» **Problem to work on**
Write out again every line of the entries, starting with the line containing "Find every instance of the golden" and going on through the line containing "x=439 y=135". Change only the answers, shifting each x and y coordinate up by 132.

» **Items**
——
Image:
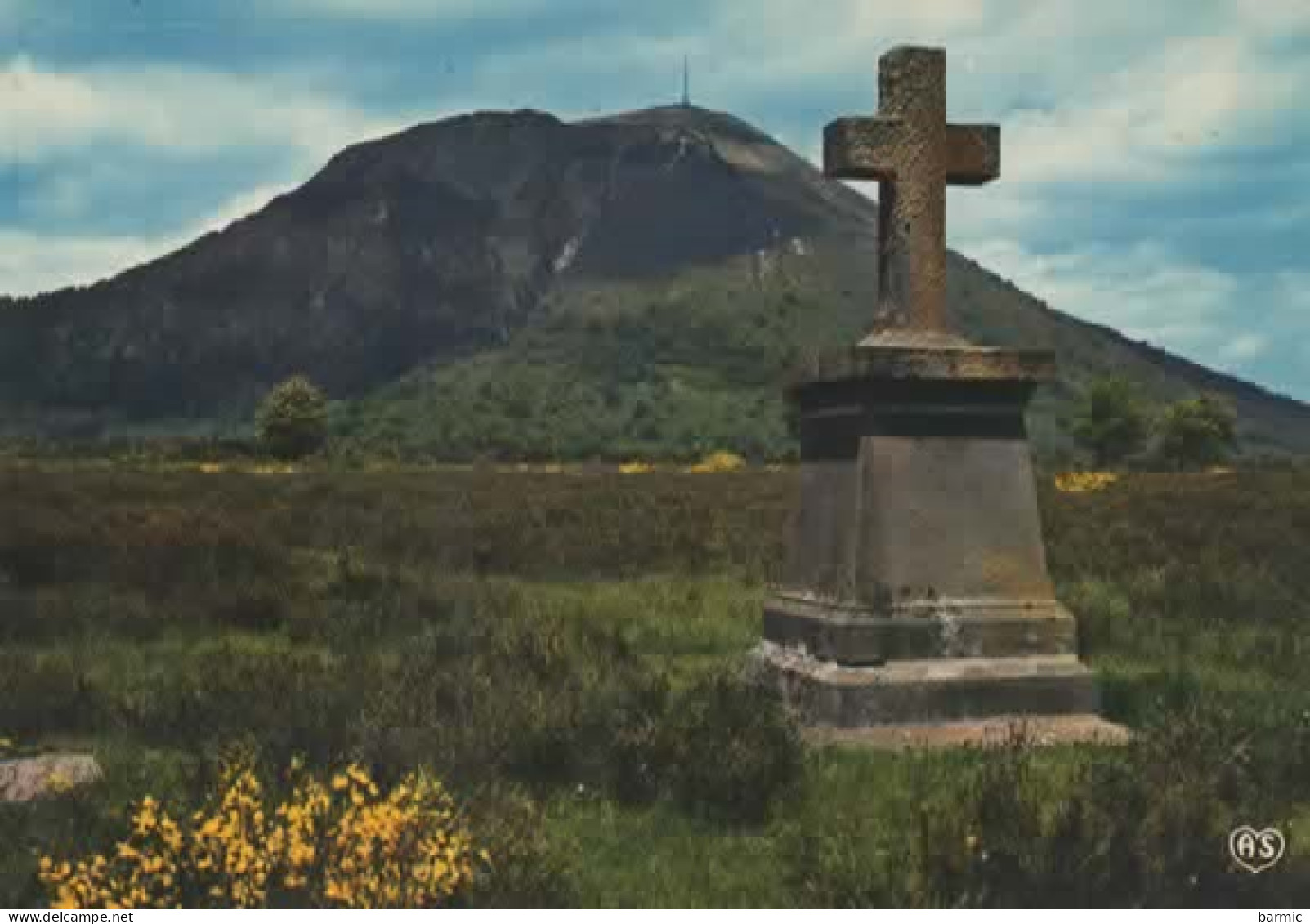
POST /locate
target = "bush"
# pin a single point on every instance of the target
(1192, 435)
(726, 748)
(293, 419)
(1144, 826)
(1110, 421)
(330, 845)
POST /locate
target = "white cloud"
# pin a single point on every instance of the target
(1245, 347)
(32, 263)
(173, 109)
(1142, 291)
(408, 10)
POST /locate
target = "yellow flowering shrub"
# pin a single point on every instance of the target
(1080, 482)
(717, 462)
(333, 845)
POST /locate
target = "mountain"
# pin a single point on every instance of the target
(507, 283)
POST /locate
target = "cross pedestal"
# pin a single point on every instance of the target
(914, 605)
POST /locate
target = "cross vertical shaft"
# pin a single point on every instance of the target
(914, 154)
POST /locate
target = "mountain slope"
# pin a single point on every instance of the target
(498, 282)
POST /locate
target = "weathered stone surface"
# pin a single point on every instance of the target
(977, 733)
(916, 493)
(914, 154)
(873, 360)
(26, 779)
(916, 593)
(943, 628)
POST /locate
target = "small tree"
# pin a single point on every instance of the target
(1110, 421)
(293, 419)
(1195, 434)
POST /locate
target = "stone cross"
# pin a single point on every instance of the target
(914, 154)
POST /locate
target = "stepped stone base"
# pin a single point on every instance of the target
(1043, 730)
(910, 631)
(930, 693)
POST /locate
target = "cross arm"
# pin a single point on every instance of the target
(861, 148)
(972, 154)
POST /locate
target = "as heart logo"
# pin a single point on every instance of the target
(1255, 851)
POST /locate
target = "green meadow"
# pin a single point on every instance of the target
(567, 650)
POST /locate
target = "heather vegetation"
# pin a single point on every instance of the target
(566, 654)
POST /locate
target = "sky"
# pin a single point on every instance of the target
(1156, 154)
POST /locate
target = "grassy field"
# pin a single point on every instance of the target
(565, 649)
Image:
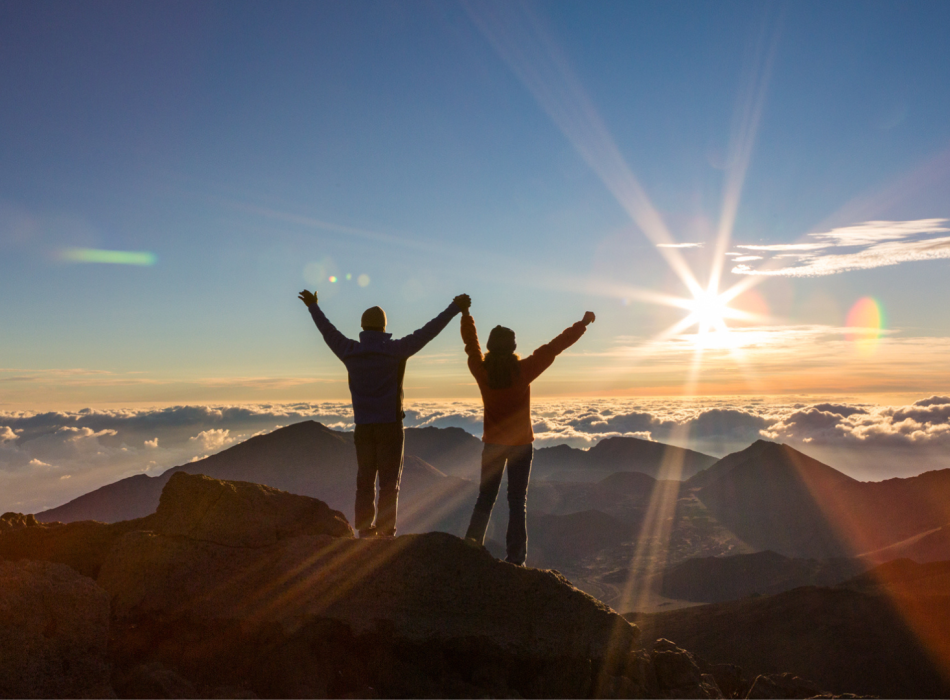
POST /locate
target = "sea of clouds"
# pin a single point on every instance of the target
(48, 458)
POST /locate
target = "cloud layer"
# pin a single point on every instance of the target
(868, 245)
(49, 458)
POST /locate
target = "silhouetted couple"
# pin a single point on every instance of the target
(376, 365)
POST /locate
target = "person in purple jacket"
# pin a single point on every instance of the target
(376, 365)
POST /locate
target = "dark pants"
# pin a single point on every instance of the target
(379, 449)
(494, 458)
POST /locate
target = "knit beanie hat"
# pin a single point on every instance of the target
(374, 317)
(501, 340)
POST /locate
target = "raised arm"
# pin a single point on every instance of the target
(472, 347)
(543, 357)
(336, 341)
(414, 342)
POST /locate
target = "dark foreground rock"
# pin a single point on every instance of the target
(419, 615)
(54, 630)
(232, 589)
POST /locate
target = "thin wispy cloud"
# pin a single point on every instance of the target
(873, 244)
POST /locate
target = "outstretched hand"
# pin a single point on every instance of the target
(308, 298)
(463, 301)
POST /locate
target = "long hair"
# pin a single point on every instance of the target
(502, 369)
(501, 362)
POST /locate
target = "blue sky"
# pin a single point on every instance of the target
(439, 148)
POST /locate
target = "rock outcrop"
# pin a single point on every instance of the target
(233, 589)
(54, 631)
(240, 514)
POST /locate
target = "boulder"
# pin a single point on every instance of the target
(54, 632)
(153, 680)
(81, 545)
(321, 616)
(239, 513)
(782, 685)
(679, 675)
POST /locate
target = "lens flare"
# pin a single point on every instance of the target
(113, 257)
(864, 324)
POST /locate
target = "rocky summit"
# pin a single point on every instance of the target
(233, 589)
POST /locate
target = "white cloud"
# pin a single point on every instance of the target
(878, 243)
(98, 447)
(213, 439)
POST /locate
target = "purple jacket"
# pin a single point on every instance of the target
(376, 364)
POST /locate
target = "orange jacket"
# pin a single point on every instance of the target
(508, 411)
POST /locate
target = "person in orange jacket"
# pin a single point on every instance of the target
(504, 380)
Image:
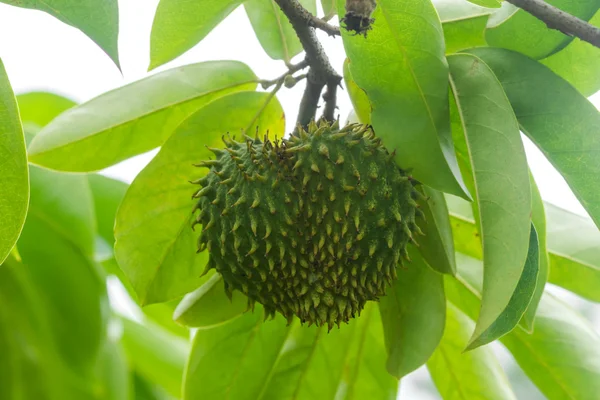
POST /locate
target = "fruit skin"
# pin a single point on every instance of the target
(313, 226)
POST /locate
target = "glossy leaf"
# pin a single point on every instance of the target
(528, 35)
(208, 305)
(538, 219)
(403, 70)
(180, 24)
(57, 245)
(156, 355)
(577, 63)
(42, 107)
(501, 177)
(155, 243)
(562, 355)
(245, 346)
(476, 374)
(546, 106)
(98, 20)
(359, 99)
(413, 313)
(519, 301)
(123, 126)
(273, 29)
(14, 176)
(436, 245)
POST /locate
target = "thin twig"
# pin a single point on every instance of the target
(321, 73)
(556, 18)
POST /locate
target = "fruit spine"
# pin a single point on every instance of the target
(312, 226)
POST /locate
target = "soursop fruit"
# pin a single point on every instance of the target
(313, 226)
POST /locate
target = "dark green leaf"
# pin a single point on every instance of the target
(403, 71)
(538, 219)
(473, 375)
(273, 29)
(437, 244)
(98, 20)
(42, 107)
(14, 176)
(501, 177)
(179, 25)
(413, 313)
(156, 355)
(578, 64)
(547, 107)
(155, 243)
(57, 245)
(528, 35)
(208, 305)
(123, 126)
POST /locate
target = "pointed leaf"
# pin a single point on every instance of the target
(98, 20)
(181, 24)
(42, 107)
(155, 243)
(578, 63)
(501, 177)
(413, 313)
(545, 106)
(403, 70)
(14, 176)
(208, 305)
(273, 29)
(437, 245)
(538, 219)
(528, 35)
(123, 126)
(473, 375)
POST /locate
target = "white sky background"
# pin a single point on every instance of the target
(41, 53)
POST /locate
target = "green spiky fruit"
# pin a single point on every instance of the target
(312, 226)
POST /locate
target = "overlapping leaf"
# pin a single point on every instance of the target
(98, 20)
(181, 24)
(14, 176)
(155, 243)
(528, 35)
(403, 71)
(547, 106)
(501, 179)
(273, 28)
(413, 315)
(122, 125)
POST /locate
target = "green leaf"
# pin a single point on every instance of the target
(403, 70)
(359, 99)
(14, 176)
(42, 107)
(538, 219)
(123, 126)
(156, 355)
(562, 355)
(98, 20)
(437, 245)
(473, 375)
(546, 106)
(365, 376)
(235, 360)
(501, 178)
(155, 243)
(578, 63)
(57, 245)
(413, 313)
(179, 25)
(528, 35)
(273, 29)
(208, 305)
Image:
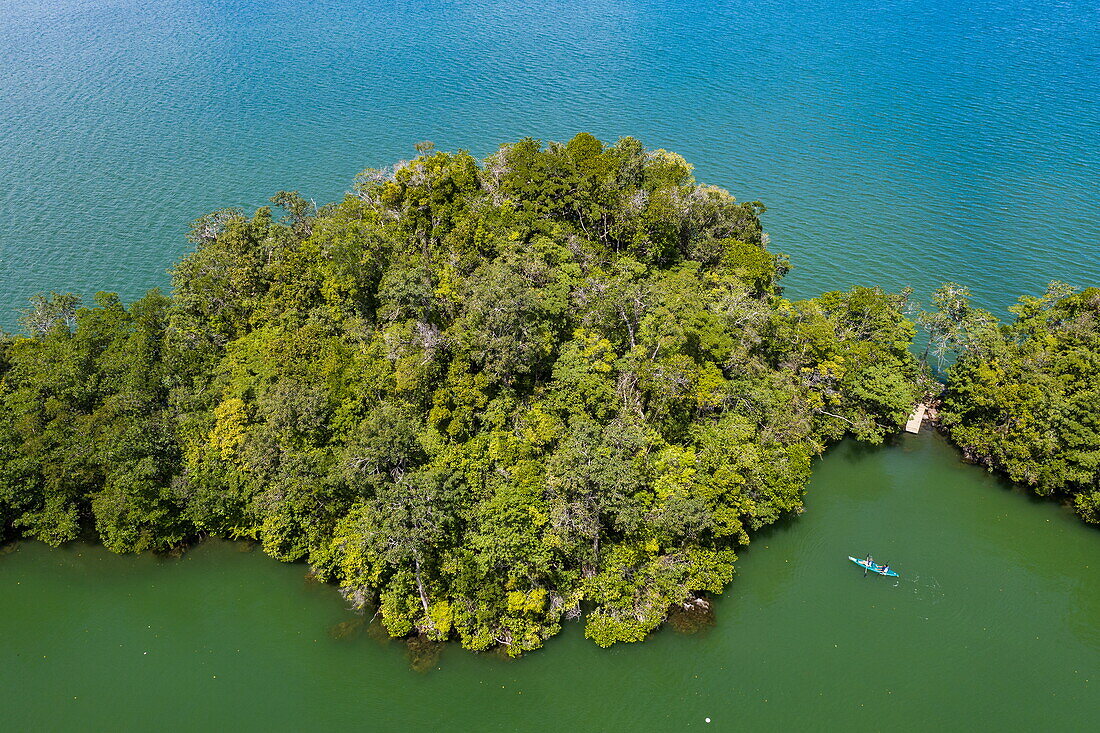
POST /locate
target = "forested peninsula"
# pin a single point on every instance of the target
(1023, 397)
(484, 397)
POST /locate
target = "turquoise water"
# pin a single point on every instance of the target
(897, 142)
(992, 626)
(894, 142)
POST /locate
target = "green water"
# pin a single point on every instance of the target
(994, 624)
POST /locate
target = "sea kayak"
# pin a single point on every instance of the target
(873, 567)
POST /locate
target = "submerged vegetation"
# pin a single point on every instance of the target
(1024, 397)
(482, 397)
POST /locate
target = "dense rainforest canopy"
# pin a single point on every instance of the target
(1024, 397)
(481, 396)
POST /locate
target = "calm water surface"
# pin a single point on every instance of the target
(993, 625)
(897, 142)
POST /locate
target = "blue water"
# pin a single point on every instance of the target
(895, 142)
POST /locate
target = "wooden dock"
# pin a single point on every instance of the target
(915, 418)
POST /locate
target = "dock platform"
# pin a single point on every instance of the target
(915, 418)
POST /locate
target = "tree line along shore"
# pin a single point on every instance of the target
(484, 397)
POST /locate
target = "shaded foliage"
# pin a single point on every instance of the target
(482, 397)
(1024, 397)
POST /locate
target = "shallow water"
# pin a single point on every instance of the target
(992, 625)
(895, 143)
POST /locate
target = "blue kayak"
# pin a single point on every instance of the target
(873, 567)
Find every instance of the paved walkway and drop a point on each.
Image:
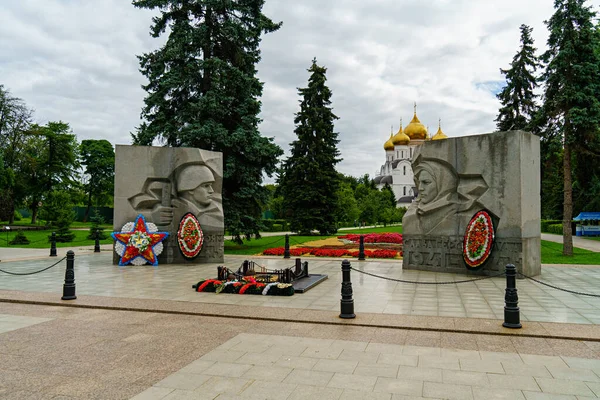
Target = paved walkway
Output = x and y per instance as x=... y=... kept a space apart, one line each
x=96 y=276
x=578 y=241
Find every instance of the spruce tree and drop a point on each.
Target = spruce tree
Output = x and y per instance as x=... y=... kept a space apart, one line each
x=572 y=79
x=309 y=182
x=517 y=97
x=203 y=92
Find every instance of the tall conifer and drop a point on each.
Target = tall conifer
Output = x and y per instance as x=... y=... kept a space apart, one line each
x=517 y=97
x=309 y=181
x=203 y=92
x=572 y=79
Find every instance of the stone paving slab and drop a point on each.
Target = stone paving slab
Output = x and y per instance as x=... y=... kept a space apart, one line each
x=483 y=299
x=282 y=314
x=81 y=353
x=433 y=375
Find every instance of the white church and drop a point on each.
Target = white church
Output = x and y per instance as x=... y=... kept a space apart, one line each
x=399 y=149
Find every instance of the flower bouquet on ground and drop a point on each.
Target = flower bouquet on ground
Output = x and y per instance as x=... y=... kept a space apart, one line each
x=248 y=285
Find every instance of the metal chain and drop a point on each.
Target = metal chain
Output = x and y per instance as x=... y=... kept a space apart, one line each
x=428 y=283
x=31 y=273
x=557 y=288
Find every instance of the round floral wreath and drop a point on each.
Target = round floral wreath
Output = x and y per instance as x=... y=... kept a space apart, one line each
x=478 y=240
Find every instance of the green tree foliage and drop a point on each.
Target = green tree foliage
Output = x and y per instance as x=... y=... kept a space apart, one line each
x=15 y=120
x=309 y=181
x=517 y=97
x=58 y=212
x=19 y=238
x=98 y=156
x=96 y=227
x=52 y=162
x=203 y=92
x=572 y=88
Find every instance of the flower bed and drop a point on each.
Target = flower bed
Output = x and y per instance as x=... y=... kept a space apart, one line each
x=374 y=238
x=245 y=287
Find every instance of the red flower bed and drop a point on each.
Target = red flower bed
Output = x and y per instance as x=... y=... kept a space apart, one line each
x=375 y=238
x=382 y=253
x=274 y=251
x=328 y=252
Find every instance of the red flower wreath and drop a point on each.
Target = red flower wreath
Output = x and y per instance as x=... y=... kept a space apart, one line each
x=478 y=240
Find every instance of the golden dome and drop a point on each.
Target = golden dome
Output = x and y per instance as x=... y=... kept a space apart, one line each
x=389 y=145
x=400 y=137
x=416 y=130
x=439 y=135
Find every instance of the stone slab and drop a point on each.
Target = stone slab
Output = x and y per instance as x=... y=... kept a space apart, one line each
x=498 y=173
x=165 y=183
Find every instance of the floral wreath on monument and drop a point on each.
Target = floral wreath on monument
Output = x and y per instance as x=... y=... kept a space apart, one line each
x=478 y=240
x=139 y=242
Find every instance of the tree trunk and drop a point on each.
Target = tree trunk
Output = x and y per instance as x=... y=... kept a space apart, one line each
x=11 y=208
x=34 y=211
x=87 y=209
x=568 y=202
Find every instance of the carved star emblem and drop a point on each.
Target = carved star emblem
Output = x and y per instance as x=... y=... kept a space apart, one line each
x=139 y=242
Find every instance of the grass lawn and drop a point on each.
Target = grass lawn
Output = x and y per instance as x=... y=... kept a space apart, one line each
x=552 y=254
x=39 y=239
x=26 y=222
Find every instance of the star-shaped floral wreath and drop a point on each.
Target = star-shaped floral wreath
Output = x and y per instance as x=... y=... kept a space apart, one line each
x=139 y=242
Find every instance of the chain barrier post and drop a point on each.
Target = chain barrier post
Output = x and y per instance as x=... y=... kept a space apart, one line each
x=361 y=248
x=511 y=309
x=97 y=243
x=286 y=251
x=53 y=245
x=347 y=302
x=69 y=286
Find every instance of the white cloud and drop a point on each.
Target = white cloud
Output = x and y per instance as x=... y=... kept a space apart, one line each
x=76 y=61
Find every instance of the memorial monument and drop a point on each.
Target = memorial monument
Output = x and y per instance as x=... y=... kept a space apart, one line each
x=178 y=189
x=485 y=188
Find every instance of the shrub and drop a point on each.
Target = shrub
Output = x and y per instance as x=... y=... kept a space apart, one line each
x=19 y=238
x=97 y=220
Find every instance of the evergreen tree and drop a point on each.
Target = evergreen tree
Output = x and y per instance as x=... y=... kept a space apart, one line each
x=203 y=92
x=310 y=182
x=517 y=97
x=572 y=79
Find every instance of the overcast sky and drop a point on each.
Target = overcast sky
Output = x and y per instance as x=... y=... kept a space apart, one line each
x=75 y=61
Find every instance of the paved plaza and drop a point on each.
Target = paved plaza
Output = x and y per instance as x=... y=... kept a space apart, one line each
x=144 y=333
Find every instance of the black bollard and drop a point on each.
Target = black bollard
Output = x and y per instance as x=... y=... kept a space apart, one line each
x=69 y=286
x=53 y=245
x=97 y=244
x=511 y=307
x=286 y=251
x=361 y=248
x=346 y=303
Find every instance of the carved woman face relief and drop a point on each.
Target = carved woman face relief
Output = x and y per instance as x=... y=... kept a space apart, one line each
x=427 y=187
x=203 y=193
——
» **Task answer**
Find every instance of the golden dome and drop a point on each.
Target = golden dome
Output = x and y per instance as x=... y=... kept a space apart, one line each
x=521 y=277
x=532 y=269
x=548 y=262
x=571 y=267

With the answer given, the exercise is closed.